**Records for the exercise:**

----------------------------------------

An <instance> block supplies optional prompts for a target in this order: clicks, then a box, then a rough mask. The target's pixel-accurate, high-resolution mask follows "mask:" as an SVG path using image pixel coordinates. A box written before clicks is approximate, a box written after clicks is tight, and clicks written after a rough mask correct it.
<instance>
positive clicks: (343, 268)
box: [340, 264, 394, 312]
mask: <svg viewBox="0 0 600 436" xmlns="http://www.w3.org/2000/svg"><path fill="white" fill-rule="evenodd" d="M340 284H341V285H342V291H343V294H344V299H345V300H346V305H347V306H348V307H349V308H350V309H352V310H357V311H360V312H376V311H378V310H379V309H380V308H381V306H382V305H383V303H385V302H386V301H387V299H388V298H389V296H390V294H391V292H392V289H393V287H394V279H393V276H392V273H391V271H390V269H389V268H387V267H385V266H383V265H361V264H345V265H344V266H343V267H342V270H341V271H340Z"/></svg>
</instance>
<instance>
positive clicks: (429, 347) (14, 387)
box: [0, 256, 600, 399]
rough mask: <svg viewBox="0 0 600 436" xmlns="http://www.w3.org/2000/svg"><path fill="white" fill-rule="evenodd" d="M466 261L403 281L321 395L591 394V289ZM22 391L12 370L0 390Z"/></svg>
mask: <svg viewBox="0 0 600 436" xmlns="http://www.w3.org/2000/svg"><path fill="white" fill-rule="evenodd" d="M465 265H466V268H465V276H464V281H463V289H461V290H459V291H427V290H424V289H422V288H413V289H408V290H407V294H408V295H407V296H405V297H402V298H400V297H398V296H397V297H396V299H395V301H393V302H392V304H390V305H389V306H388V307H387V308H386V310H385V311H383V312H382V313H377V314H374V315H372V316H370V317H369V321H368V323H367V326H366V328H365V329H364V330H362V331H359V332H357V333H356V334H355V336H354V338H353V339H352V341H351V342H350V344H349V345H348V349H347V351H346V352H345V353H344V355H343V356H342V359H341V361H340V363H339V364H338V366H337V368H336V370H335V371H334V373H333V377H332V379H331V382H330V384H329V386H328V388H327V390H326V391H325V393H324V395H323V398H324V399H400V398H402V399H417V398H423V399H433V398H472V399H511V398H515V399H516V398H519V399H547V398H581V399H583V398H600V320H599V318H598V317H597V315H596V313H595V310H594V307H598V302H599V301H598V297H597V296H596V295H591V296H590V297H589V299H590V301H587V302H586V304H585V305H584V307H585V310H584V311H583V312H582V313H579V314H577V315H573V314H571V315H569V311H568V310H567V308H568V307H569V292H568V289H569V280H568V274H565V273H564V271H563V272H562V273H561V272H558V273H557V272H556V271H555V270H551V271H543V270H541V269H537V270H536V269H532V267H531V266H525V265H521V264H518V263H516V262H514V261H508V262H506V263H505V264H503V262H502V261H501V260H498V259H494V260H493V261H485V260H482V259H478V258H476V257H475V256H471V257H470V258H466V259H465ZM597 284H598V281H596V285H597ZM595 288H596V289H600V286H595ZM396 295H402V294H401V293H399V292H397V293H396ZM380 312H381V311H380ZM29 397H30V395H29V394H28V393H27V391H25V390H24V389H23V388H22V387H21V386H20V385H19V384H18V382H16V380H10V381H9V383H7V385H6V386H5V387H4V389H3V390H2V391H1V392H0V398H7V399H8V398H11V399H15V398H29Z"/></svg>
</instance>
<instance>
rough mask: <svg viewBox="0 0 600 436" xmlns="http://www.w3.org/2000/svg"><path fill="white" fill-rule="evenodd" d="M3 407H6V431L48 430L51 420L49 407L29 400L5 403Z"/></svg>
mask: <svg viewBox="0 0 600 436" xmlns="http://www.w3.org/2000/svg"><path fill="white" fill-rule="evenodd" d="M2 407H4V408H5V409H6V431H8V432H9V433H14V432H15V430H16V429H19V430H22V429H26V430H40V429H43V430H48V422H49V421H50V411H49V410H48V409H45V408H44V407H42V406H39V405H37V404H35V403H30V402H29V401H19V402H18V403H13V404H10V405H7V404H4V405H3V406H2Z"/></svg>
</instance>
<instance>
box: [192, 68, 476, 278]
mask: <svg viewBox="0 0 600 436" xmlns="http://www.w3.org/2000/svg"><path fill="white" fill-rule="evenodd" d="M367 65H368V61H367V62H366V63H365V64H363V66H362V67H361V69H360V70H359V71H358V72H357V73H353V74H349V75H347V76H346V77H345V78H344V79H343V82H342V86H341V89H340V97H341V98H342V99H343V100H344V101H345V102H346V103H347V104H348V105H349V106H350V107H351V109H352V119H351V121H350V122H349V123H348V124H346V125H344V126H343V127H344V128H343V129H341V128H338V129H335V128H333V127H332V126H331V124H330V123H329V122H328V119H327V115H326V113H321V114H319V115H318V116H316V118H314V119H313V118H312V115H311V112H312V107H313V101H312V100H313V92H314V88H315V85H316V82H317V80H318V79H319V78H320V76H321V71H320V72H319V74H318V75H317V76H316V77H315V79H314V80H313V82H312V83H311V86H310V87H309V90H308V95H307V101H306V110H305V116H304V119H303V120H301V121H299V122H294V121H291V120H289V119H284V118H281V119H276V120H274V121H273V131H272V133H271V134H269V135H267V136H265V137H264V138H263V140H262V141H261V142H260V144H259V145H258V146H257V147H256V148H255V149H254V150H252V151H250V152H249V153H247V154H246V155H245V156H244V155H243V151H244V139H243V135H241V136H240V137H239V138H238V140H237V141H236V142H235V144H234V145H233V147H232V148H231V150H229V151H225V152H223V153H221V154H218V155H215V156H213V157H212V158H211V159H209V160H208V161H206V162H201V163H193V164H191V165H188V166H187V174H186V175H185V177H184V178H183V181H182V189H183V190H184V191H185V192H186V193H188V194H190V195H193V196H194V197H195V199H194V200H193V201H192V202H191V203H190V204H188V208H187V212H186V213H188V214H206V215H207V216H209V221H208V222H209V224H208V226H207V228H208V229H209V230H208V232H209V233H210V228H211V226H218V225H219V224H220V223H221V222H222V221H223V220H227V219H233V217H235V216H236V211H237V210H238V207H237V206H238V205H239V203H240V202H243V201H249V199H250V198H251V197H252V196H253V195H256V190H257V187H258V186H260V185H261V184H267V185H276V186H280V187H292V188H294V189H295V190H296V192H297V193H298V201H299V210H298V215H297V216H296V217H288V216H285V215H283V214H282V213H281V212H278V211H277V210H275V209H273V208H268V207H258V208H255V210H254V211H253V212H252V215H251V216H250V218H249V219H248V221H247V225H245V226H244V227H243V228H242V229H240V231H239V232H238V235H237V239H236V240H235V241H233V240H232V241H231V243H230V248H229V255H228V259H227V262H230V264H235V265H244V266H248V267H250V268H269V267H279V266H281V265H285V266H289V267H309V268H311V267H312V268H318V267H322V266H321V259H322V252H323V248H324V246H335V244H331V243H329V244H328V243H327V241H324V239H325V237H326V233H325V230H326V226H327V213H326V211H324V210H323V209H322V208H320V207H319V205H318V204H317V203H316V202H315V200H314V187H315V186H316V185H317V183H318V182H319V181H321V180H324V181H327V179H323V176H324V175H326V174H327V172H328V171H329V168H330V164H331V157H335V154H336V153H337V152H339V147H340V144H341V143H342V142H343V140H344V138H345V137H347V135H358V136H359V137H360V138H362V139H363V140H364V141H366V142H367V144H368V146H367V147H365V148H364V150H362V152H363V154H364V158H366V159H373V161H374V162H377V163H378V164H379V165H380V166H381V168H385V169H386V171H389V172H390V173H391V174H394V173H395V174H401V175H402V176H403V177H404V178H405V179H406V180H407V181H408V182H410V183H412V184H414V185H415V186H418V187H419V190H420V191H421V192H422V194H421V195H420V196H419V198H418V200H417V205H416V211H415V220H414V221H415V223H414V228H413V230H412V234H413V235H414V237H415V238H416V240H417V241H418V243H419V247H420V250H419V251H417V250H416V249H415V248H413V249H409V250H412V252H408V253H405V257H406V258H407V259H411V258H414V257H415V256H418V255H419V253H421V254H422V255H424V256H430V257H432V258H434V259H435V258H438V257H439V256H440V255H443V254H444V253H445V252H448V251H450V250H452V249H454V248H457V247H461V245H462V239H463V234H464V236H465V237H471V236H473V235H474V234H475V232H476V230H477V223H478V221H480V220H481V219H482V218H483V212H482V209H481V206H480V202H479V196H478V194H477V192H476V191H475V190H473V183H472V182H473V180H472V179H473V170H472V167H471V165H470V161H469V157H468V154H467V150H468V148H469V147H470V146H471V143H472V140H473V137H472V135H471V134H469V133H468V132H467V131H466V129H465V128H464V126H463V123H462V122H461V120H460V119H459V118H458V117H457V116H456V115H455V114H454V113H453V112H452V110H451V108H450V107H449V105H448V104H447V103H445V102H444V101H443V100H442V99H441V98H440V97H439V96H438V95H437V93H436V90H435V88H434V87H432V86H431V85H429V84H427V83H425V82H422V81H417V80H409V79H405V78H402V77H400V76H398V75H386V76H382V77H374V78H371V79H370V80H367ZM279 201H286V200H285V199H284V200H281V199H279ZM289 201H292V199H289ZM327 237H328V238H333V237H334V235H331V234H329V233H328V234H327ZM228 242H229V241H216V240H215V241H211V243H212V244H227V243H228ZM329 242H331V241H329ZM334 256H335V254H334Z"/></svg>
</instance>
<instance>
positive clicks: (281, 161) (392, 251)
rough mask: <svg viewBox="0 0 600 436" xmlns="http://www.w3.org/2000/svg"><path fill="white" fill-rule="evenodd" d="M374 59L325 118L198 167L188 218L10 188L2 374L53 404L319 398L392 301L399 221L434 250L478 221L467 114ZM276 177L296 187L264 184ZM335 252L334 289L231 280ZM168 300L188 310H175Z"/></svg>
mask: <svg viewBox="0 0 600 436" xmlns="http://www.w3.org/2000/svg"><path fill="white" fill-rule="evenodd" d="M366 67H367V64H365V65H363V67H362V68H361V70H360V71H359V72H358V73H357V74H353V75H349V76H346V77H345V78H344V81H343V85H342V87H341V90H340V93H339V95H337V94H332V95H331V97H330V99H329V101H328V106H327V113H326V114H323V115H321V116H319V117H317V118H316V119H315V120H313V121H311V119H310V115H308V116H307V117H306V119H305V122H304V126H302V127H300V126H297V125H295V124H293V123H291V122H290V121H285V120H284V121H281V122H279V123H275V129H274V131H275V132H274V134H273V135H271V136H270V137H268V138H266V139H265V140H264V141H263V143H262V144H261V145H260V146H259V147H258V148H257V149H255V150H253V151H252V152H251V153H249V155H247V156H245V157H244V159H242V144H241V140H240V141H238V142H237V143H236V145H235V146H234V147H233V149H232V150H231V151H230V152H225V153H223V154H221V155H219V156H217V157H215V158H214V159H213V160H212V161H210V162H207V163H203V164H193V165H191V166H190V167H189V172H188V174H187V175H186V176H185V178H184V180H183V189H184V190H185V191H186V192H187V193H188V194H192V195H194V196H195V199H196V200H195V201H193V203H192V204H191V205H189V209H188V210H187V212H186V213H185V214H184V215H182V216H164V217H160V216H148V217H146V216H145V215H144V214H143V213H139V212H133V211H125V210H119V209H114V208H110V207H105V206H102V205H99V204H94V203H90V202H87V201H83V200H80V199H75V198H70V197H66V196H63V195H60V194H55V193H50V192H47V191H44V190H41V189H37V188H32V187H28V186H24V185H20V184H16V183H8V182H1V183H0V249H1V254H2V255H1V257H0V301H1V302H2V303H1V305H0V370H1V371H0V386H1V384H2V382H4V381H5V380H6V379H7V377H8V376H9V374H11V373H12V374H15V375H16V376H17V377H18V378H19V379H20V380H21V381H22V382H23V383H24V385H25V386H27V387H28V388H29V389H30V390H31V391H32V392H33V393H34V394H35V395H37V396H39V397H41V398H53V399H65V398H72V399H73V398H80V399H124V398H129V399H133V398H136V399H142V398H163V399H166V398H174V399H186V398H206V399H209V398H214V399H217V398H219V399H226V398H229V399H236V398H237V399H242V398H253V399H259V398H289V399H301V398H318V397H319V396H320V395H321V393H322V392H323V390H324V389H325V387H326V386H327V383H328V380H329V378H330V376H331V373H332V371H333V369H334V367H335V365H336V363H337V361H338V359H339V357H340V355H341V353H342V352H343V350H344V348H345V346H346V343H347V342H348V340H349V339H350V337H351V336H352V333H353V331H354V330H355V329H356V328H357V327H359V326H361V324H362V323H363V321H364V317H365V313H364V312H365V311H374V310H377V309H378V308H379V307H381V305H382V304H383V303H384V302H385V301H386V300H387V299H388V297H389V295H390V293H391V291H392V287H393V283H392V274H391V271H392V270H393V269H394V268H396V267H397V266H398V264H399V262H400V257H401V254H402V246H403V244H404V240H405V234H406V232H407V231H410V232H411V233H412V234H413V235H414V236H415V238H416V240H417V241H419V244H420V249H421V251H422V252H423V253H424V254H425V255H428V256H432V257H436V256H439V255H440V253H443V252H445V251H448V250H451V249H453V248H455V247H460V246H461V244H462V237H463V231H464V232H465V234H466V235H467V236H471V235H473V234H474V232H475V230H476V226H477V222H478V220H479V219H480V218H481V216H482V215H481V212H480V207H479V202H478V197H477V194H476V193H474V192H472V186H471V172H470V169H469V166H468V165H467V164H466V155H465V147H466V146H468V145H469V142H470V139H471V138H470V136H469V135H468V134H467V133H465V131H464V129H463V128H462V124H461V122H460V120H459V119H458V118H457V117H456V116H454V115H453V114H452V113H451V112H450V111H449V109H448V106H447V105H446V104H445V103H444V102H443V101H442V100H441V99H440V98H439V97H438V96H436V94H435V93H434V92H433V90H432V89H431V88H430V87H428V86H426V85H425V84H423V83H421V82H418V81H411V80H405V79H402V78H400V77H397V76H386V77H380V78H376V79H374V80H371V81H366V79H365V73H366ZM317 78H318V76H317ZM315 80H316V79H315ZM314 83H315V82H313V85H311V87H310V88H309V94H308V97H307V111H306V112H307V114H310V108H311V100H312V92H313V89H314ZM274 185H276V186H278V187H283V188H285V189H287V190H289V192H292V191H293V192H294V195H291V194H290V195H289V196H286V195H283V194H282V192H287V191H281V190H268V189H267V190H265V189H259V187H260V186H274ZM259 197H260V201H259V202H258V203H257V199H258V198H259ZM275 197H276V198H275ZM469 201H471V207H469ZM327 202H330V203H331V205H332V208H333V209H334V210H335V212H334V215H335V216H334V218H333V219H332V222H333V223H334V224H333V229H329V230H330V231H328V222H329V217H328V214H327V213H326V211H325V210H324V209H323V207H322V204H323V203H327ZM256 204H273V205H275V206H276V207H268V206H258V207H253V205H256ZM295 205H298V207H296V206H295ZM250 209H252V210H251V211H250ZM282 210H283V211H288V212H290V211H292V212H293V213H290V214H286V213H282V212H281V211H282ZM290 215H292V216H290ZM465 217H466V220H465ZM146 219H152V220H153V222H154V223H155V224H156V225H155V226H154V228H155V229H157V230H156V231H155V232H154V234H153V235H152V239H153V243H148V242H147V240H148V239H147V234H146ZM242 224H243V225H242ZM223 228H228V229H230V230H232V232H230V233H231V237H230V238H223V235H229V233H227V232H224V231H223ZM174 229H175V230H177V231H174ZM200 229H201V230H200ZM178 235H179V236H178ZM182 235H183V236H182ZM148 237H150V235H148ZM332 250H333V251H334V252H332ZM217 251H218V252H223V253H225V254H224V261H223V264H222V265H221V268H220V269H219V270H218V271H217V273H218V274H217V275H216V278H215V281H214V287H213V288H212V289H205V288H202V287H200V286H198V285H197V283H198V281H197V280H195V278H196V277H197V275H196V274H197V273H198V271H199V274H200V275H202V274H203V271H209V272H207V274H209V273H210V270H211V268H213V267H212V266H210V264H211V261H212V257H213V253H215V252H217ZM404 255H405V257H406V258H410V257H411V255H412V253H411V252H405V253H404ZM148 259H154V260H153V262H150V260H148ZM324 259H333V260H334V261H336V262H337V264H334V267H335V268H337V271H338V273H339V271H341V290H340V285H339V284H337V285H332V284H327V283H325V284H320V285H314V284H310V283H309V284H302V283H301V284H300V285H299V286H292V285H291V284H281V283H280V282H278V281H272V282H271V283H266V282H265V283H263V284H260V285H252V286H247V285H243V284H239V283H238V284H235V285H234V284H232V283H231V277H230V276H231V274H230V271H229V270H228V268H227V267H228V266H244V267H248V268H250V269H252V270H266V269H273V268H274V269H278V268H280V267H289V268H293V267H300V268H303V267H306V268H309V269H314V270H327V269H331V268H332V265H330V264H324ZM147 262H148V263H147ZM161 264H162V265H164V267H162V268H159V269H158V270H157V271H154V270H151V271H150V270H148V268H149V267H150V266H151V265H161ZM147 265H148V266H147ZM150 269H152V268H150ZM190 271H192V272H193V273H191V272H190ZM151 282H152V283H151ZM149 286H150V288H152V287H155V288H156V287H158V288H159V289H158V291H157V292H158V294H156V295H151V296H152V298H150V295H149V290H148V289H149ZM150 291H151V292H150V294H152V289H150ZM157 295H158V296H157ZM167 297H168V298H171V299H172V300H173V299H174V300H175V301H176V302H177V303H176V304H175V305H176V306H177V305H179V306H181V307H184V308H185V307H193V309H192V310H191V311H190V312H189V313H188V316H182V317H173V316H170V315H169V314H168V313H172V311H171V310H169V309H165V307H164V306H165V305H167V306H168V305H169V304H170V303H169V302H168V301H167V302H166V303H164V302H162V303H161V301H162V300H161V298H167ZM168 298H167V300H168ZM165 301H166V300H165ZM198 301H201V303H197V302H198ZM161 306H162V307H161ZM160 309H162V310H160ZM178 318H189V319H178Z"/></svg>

----------------------------------------

**Work instruction:** Reproduce the rows from the first line through the line containing "box: [340, 264, 394, 312]", changing each "clicks" to "points" and leaving everything else as it is.

**Result:**
An <instance> block supplies optional prompts for a target in this order: points, then a box, then a rough mask. The target's pixel-accurate, high-resolution mask follows "mask:" as an SVG path using image pixel coordinates. A box written before points is approximate, a box written after points is tight, and points written after a rough mask correct it.
<instance>
positive points: (343, 268)
box: [340, 264, 394, 312]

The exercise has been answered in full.